▶ WHAT YOU NEED TO DO
All of the data below must be repeated exactly.

%%

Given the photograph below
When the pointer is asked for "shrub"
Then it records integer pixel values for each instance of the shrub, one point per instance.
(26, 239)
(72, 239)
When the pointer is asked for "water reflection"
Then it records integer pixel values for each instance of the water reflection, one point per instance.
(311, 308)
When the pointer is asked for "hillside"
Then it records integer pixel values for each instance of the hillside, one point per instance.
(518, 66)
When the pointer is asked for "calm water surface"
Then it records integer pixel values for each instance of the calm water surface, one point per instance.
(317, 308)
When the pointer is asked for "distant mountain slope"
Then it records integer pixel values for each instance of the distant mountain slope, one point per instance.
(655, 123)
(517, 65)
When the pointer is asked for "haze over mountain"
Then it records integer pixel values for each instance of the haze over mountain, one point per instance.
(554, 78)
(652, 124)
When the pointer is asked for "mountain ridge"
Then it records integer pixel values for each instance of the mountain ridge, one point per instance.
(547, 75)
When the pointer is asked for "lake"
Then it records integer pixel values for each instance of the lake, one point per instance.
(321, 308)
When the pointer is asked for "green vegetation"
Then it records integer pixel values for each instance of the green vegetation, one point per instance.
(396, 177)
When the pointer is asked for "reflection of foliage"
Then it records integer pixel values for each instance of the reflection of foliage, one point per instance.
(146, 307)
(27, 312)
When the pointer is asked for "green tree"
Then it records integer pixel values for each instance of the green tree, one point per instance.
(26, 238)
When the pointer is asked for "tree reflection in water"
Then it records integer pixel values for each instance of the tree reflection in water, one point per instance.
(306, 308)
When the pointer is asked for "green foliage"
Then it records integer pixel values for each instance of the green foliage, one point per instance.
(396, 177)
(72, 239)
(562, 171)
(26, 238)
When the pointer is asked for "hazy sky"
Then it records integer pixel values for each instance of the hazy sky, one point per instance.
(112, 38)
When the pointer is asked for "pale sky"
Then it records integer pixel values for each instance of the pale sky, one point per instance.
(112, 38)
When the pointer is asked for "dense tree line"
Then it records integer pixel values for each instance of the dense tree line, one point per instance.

%%

▶ COMPLETED TASK
Given the photograph below
When the pointer is asked for "shrub"
Then it records integer pixel values for each instance of the shrub, one point per instance.
(26, 239)
(72, 239)
When the pointer is asked for "water reflection"
Then it records integer pixel values for each instance of the water reflection, one point per instance.
(311, 308)
When the pointer is asked for "hillside"
Then it records integer pixel values for each instance of the hillside, one point per instance.
(518, 66)
When the pointer is asked for "calm water surface"
Then it records integer pixel values for each instance of the calm water surface, one point per instance.
(317, 308)
When the pointer is asked for "distant mountain slope"
Then it records integer pixel values for each instance of the distant mountain slope, one point per instance.
(655, 123)
(517, 65)
When the pointer is asked for "haze over mountain"
Then it records integer pixel values for each instance of the haze over mountain, one point per instance.
(554, 78)
(652, 124)
When the pointer is asked for "mountain ridge"
Then it records integer pixel values for each instance of the mountain ridge, one point per instance.
(547, 75)
When the pointer is asked for "lake"
Then it records integer pixel values for each instance of the lake, one point per instance.
(321, 308)
When the pointer is asked for "green vegetation"
Then it records integer pixel values for each instance of the green vegetation, one point per instance.
(396, 177)
When the pointer is asked for "reflection of foliage"
Then it records integer pixel values for each instance of the reflection of foliage, one point per instance.
(146, 307)
(27, 312)
When the pointer is asked for "green tree"
Then it records integer pixel values for each instance of the green tree, one point per instance.
(26, 238)
When the pointer is asked for "tree reflection in water"
Then it records integer pixel values for each instance of the tree reflection in water, one point per instance.
(306, 308)
When the pointer is asked for "green foliage"
Then it records integer pixel values for each instance of the green foliage, one point per instance.
(396, 177)
(72, 239)
(562, 171)
(26, 238)
When the pointer is asked for "hazy sky"
Then it records integer pixel values for each instance of the hazy sky, one point per instance.
(112, 38)
When the pointer is asked for "pale sky"
Then it records integer pixel values for each instance of the pale sky, one point per instance.
(112, 38)
When the pointer is asked for "dense tree line"
Then it records integer pixel values for each instance of the dense tree line, one point per instance.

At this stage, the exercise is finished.